◆ Passage shown
------------------------------------------------------------------------

2. The method of claim 1 further comprising determining the maximum
value of the local truncation error by searching a set of local
truncation errors, each local truncation error corresponding to
each of the calculated solutions.
3. The method of claim 1 further comprising, based on the maximum
value of the local truncation error not being greater than the
threshold, accepting the first time step and additionally
determining whether a converge condition is satisfied for the
calculated set of solutions based on the first time step.
4. The method of claim 1 further comprising deriving the set of
nonlinear algebraic equations for the system is derived from a set
of nonlinear differential algebraic equations that describes the
system.
5. The method of claim 1 wherein the system is a circuit.
6. The method of claim 1 further comprising calculating the local
truncation error by using the local truncation error equation, the
local truncation error equation comprises finding a value of
difference, for a node, between each of the calculated set of
solutions at the current time point and a calculated solution, by
using polynomial extrapolation, from a previous time point.
7. The method of claim 1 wherein iteratively calculating the
coupled set of equations generates, at each iteration, a new value
for the first time step that is used to calculate a set of
solutions to the set of nonlinear algebraic equations.

------------------------------------------------------------------------

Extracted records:
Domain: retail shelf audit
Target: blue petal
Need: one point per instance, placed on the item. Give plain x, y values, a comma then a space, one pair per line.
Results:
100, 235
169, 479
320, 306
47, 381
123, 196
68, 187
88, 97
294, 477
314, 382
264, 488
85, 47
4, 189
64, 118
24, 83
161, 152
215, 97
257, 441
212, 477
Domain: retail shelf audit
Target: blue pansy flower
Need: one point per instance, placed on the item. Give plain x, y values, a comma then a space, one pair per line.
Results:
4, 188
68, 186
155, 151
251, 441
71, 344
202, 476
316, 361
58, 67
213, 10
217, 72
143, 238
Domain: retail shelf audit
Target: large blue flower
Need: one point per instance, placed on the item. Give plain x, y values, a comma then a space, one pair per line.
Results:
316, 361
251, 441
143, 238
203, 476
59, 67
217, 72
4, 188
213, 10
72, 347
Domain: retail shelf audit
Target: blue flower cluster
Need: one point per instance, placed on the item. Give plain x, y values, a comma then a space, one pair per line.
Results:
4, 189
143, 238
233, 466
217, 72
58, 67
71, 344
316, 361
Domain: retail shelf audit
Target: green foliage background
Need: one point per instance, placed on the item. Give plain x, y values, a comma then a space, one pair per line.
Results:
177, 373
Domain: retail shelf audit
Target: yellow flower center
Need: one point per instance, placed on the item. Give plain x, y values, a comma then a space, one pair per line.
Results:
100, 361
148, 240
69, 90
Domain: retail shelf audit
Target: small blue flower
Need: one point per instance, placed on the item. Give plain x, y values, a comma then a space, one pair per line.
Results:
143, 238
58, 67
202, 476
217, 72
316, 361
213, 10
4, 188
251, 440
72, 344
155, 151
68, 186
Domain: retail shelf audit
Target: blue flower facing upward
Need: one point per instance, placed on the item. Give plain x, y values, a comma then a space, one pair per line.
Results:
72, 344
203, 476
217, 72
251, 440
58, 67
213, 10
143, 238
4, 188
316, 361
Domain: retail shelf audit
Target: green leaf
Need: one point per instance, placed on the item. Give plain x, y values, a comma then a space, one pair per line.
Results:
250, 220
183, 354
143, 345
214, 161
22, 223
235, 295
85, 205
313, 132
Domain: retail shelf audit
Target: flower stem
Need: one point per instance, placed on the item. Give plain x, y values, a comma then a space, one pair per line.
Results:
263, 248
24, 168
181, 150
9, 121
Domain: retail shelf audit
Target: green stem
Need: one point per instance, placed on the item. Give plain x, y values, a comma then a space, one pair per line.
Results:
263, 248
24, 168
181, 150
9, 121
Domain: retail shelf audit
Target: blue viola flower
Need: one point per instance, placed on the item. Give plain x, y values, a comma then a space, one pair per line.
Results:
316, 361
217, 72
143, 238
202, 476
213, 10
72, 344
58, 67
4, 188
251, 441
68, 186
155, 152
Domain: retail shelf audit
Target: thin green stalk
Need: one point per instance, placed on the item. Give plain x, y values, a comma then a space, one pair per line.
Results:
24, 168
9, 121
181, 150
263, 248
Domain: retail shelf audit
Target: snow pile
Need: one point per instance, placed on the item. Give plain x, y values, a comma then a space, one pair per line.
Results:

------------------------------------------------------------------------

◆ What is asked
1 - According to claim 3 of the patent claims, when is the first time step accepted, and what is additionally determined once it is? Answer in one to three sentences.
2 - Do the following statements agree with the patent claims? Answer yes or no for each, and quote the words that decide it.
(a) One claim states that the system is a circuit.
(b) Claim 6 compares against a solution found by polynomial interpolation from a later time point.
(c) Claim 2 finds the maximum local truncation error by searching a set of local truncation errors.
3 - Carry on the patent claims, starting right after the last claim shown.
The items play no part in any task.

◆ The responses
1 - The first time step is accepted when the maximum value of the local truncation error is not greater than the threshold. Once it is accepted, the method also determines whether a converge condition is satisfied for the set of solutions calculated with that first time step.

2 -
(a) Yes: "wherein the system is a circuit."
(b) No: "by using polynomial extrapolation, from a previous time point."
(c) Yes: "determining the maximum value of the local truncation error by searching a set of local truncation errors"

3 -
8. A system, comprising: an input device configured to receive a
set of nonlinear differential algebraic equations that describes
the system, and a set of control parameters; a computing resource;
and a storage device coupled to the computing resource, wherein the
storage device is configured to store a plurality of software
instructions, wherein when executed, the software instructions
cause the computing resource to: calculate a set of solutions to
the set of nonlinear algebraic equations by using a value for a
first time step, wherein each of the solutions corresponds to a
node of the system and a time step is an interval between a
previous time point and a current time point; determine whether a
maximum value of local truncation error associated with a first
solution of the set of solutions is greater than a threshold; and
based on the maximum value of the local truncation error being
greater than the threshold, iteratively calculate a coupled set of
equations to generate a second time step so as to make a maximum
value of local truncation error associated with a set of solutions
to the coupled set of equations not greater than the threshold,
wherein the coupled set of equations comprises the received set of
nonlinear algebraic equations and a local truncation error equation
corresponding to the first solution, with a time step that is an
unknown variable in the coupled set of equations.
9. The system of claim 8 wherein the software instructions, when
executed, cause the computing resource to determine the maximum
value of local truncation error by searching a set of local
truncation errors, each local truncation error corresponding to
each of the calculated solutions.
10. The system of claim 8 based on the maximum value of local
truncation error not being greater than the threshold, the software
instructions, when executed, cause the computing resource to:
accept the first time step and additionally determine whether a
converge condition is satisfied for the calculated set of solutions
based on the first time step.
11. The system of claim 8 the system is a circuit.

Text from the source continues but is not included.